**EXTRACT PROVIDED:**
:::

5

I need to boost my python application. The solution was supposed to be trivial:

import time
from multiprocessing import Pool


class A:
    def method1(self):
        time.sleep(1)
        print('method1')
        return 'method1'

    def method2(self):
        time.sleep(1)
        print('method2')
        return 'method2'

    def method3(self):
        pool = Pool()
        time1 = time.time()
        res1 = pool.apply_async(self.method1, [])
        res2 = pool.apply_async(self.method2, [])
        res1 = res1.get()
        res2 = res2.get()
        time2 = time.time()
        print('res1 = {0}'.format(res1))
        print('res2 = {0}'.format(res2))
        print('time = {0}'.format(time2 - time1))



a = A()
a.method3()

But every time I launch this simple program I get an exception:

Exception in thread Thread-2:
Traceback (most recent call last):
  File "/usr/lib/python3.2/threading.py", line 740, in _bootstrap_inner
    self.run()
  File "/usr/lib/python3.2/threading.py", line 693, in run
    self._target(*self._args, **self._kwargs)
  File "/usr/lib/python3.2/multiprocessing/pool.py", line 346, in _handle_tasks
    put(task)
_pickle.PicklingError: Can't pickle <class 'method'>: attribute lookup builtins.method failed

It seems python can't parallelize class methods. I have been desperately googling the whole day but I still don't understand how to work it around (possibly I was googling not enough good). Python multiprocessing documentation seems to be very poor.

:::

**RAW RECORDS:**
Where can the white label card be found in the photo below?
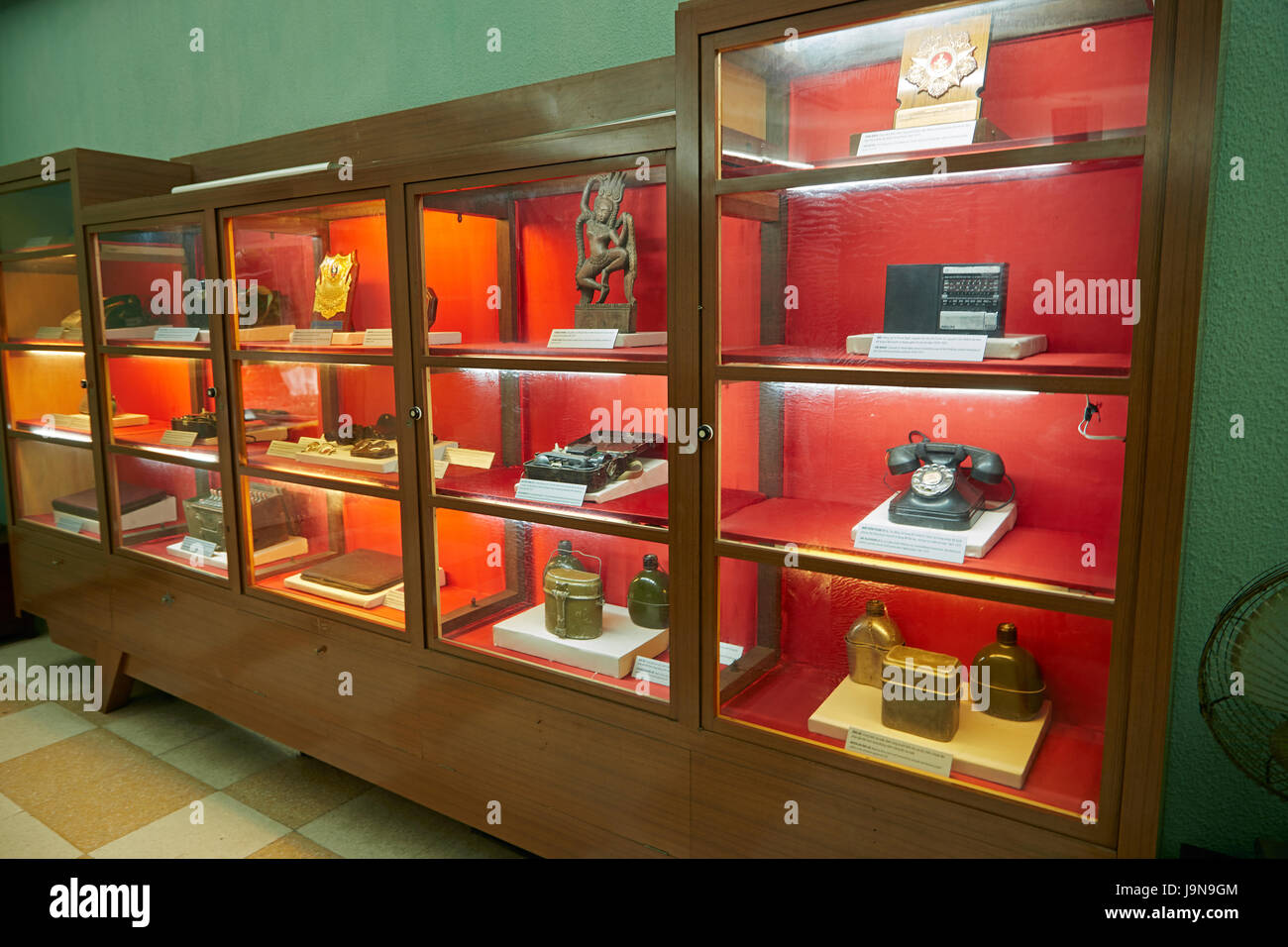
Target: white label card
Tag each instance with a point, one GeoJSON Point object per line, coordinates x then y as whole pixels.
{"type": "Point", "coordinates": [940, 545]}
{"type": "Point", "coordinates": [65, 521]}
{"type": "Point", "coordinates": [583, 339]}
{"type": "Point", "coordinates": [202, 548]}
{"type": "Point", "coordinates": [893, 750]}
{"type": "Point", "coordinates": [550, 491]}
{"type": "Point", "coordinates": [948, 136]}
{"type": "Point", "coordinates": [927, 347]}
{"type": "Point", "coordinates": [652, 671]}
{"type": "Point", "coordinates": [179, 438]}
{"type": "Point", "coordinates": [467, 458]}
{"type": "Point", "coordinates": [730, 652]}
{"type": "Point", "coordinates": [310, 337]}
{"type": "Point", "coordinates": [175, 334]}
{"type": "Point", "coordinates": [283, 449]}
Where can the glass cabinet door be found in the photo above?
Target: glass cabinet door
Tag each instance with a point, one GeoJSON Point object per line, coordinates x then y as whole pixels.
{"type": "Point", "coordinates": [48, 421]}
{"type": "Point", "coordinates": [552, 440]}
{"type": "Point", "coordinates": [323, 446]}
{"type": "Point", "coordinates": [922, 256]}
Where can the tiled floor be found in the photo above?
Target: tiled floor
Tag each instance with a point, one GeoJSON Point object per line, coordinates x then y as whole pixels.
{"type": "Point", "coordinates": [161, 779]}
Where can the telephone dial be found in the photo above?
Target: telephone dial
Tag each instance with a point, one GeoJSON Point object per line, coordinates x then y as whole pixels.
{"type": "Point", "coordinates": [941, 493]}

:::

**PROBLEMS TO SOLVE:**
1. In the Python multiprocessing question, rewrite the code from "print('method2')" up to and including "res2 = pool.apply_async(self.method2, [])", renaming "res1" to "first_result" everywhere it occurs.
2. List every method defined in class A in the Python multiprocessing question.
3. Answer these about the Python multiprocessing question:
(a) How many seconds does method1 sleep before printing?
(b) Which Python version appears in the file paths of the traceback?
(c) What type of error appears on the last line of the traceback?

**OUTPUTS FOR THE TASKS:**
1.
print('method2')
        return 'method2'

    def method3(self):
        pool = Pool()
        time1 = time.time()
        first_result = pool.apply_async(self.method1, [])
        res2 = pool.apply_async(self.method2, [])

2.
method1
method2
method3

3.
(a) 1 second.
(b) Python 3.2.
(c) _pickle.PicklingError.